*** Opening of Given passage ***
"I'm eager because I'm bored of the same stuff," Hart said.
Hart had a procedure on Jan. 25 in which the knee joint surface was debrided -- a process in which the surgeon induces bleeding around an imperfection to induce the body to fill in the gap. Hart also had a small meniscus tear repaired.
It's the imperfection -- Hart again referred to it as a microfracture -- that will be the focus of Friday's scan. Typically, a follow-up MRI is not scheduled until two months post-surgery, but Hart is having his after six weeks.
"I'm kind of a guinea pig because I've been bugging them a lot," Hart said. "I told them if they wouldn't do [an MRI], I'd go do it myself and bring it in and have them look at it.
"Even if it's not favorable, at least I'll know. I'd rather get it done just in case I can start doing more. I want to know if I can do that."
Hart is a notoriously fast healer and said the knee feels "great," but he expressed caution. Even with good news from the MRI, he is three-to-four weeks away from any baseball activity.
A good result would being another perk: Hart would be able to drive a car again. That would help, considering his driver in recent weeks, fellow first baseman Mat Gamel, will undergo a knee surgery of his own on Friday for a torn ACL. Gamel will stay in Hart's guest house during the early stages of his rehab.
*** Close of Given passage ***
*** Opening of Source data ***
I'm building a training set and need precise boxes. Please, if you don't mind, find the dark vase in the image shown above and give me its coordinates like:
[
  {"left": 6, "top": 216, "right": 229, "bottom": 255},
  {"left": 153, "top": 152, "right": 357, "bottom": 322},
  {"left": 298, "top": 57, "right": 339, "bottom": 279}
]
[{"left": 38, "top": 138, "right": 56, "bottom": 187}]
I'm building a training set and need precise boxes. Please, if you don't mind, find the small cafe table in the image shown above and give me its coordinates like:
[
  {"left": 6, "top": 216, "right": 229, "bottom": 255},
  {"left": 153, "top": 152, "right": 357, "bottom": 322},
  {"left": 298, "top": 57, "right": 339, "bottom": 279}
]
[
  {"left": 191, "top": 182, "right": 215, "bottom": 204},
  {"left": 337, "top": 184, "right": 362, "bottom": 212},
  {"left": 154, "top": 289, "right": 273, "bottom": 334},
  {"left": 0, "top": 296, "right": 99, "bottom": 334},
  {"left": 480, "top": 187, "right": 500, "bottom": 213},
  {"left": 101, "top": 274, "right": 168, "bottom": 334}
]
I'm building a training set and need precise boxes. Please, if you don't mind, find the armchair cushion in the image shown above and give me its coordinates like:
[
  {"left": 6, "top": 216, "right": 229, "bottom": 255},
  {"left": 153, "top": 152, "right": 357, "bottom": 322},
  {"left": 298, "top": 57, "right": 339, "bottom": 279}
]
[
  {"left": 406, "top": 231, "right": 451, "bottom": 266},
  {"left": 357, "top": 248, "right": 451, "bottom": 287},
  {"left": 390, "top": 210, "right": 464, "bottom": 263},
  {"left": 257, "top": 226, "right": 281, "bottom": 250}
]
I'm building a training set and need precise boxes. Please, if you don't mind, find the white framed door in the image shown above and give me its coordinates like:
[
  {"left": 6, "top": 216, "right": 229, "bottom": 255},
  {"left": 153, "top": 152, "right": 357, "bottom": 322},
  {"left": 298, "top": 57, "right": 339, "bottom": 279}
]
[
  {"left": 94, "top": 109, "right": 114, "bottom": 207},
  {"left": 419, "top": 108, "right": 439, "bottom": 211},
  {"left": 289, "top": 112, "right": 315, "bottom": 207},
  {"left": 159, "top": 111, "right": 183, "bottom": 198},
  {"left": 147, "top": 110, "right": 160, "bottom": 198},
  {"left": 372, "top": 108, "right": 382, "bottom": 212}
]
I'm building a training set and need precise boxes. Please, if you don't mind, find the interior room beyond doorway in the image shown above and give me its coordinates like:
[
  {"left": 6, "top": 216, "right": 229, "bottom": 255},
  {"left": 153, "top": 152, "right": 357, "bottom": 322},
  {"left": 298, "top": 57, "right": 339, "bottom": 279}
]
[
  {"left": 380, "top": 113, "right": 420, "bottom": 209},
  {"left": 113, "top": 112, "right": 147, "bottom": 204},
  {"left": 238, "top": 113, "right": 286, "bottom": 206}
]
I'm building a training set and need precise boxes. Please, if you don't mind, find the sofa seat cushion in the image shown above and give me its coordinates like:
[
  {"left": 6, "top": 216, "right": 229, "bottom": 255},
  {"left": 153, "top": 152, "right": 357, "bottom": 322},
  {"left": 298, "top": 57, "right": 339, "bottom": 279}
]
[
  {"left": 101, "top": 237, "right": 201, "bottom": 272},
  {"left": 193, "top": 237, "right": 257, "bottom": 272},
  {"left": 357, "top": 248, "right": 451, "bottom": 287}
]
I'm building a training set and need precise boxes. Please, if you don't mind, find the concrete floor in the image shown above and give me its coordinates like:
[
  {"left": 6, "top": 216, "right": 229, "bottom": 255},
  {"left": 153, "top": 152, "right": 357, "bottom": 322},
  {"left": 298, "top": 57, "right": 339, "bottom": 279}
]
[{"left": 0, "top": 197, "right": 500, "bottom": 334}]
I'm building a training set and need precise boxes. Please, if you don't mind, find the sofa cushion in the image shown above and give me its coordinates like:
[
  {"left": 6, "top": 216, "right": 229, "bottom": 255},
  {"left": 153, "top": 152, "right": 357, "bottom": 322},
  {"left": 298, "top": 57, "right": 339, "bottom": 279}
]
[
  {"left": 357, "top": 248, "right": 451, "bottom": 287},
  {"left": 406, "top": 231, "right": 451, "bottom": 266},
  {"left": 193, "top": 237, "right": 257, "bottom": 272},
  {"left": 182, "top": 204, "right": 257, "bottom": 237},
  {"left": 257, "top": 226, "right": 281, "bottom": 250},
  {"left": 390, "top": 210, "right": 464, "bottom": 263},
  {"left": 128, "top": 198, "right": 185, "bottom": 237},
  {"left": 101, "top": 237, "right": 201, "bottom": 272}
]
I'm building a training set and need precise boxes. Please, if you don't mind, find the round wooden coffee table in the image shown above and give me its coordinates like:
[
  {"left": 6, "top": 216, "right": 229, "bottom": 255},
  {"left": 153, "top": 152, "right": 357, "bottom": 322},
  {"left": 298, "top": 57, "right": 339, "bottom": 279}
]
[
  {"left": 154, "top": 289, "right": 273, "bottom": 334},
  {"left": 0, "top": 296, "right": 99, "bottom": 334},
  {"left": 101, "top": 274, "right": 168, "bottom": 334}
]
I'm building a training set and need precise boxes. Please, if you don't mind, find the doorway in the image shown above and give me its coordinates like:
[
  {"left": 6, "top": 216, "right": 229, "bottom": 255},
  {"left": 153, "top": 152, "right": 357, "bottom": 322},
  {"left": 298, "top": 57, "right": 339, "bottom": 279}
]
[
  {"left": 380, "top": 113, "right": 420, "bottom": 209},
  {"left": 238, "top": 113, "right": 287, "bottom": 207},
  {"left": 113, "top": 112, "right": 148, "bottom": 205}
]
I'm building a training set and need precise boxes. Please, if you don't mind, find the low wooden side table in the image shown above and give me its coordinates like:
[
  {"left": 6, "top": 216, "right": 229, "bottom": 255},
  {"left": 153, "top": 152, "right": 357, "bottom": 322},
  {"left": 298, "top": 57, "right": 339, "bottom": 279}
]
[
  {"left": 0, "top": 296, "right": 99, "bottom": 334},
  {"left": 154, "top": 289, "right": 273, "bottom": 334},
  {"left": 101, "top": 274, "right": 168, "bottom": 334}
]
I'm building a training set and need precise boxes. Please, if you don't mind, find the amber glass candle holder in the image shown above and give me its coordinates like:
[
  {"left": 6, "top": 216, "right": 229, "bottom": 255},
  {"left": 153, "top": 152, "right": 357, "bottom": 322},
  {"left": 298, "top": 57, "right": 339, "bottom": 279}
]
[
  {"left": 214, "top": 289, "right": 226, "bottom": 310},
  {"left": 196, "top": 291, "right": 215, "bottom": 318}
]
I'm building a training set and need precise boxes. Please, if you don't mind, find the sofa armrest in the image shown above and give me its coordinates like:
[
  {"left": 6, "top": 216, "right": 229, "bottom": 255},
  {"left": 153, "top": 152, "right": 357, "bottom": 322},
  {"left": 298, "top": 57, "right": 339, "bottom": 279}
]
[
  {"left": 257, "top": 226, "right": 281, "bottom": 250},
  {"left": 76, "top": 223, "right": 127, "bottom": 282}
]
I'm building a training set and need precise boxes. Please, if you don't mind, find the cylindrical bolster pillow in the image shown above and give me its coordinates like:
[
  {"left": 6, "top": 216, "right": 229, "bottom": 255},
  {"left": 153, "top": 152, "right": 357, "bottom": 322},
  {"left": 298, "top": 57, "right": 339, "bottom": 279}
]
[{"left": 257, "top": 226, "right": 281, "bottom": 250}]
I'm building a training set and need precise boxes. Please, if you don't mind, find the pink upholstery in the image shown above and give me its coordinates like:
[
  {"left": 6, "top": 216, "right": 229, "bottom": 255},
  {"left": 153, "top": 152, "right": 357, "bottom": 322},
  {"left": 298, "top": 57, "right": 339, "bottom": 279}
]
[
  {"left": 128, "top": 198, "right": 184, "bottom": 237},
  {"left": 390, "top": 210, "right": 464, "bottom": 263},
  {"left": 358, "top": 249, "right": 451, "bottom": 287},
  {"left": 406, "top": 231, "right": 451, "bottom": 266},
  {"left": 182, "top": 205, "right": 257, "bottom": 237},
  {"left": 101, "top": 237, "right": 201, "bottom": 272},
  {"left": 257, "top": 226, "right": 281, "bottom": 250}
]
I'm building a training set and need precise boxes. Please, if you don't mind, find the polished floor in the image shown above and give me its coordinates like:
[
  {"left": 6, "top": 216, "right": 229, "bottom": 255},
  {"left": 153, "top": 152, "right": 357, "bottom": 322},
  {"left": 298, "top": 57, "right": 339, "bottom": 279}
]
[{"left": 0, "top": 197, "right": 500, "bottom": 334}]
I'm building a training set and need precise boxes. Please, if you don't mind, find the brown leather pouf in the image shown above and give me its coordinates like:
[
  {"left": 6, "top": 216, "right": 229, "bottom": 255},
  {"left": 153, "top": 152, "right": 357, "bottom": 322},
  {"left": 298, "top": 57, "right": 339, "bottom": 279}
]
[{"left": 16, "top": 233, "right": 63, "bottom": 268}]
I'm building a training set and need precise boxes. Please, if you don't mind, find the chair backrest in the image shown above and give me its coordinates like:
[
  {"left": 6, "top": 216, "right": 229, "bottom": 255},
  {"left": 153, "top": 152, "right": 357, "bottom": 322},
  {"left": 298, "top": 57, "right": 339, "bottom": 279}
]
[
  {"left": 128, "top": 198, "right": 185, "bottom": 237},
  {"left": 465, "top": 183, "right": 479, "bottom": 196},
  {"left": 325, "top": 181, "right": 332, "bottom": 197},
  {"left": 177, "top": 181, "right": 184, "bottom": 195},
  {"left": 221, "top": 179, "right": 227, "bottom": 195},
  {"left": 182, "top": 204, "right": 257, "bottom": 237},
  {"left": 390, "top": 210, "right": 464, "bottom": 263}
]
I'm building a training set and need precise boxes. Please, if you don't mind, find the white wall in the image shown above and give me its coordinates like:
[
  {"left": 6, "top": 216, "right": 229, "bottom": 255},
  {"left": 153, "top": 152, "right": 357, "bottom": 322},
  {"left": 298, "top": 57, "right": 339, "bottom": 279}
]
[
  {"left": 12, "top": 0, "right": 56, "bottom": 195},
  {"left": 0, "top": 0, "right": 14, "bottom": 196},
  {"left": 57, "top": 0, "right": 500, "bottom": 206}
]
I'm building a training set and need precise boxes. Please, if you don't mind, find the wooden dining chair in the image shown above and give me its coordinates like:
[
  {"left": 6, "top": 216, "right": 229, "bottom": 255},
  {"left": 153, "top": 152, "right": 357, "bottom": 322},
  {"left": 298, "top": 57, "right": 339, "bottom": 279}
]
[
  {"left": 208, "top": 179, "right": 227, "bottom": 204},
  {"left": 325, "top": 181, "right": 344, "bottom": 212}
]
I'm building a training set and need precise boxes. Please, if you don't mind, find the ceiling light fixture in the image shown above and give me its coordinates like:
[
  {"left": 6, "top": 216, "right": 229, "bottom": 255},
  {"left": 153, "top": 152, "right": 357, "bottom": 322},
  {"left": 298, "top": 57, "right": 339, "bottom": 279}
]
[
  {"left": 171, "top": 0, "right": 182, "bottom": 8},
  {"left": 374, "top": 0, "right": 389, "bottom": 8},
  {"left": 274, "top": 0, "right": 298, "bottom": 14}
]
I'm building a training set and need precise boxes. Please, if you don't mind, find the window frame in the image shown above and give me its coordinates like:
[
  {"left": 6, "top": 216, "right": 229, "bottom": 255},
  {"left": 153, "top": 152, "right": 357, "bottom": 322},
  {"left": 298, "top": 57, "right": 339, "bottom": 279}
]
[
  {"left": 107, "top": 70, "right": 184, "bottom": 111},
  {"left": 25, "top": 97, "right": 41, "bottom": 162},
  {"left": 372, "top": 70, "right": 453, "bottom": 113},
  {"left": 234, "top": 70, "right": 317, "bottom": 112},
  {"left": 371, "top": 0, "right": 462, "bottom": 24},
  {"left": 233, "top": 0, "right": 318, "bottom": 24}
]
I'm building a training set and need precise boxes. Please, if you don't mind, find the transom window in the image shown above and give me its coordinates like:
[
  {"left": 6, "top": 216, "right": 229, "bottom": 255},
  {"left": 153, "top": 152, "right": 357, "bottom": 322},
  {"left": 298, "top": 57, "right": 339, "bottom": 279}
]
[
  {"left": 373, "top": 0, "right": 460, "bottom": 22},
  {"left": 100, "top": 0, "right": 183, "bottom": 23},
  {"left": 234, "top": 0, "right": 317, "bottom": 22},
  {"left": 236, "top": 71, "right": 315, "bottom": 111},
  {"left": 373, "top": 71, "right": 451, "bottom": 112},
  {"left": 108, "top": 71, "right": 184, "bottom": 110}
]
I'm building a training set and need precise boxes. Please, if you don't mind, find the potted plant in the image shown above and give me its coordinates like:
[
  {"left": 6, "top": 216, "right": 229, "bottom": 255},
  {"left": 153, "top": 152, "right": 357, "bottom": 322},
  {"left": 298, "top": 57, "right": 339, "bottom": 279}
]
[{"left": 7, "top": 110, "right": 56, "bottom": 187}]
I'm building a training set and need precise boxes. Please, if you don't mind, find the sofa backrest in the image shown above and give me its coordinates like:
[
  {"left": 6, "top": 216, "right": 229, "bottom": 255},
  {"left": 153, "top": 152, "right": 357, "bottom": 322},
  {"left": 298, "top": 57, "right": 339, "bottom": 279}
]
*** Close of Source data ***
In the passage about Hart's knee, who has been driving Hart in recent weeks?

Fellow first baseman Mat Gamel.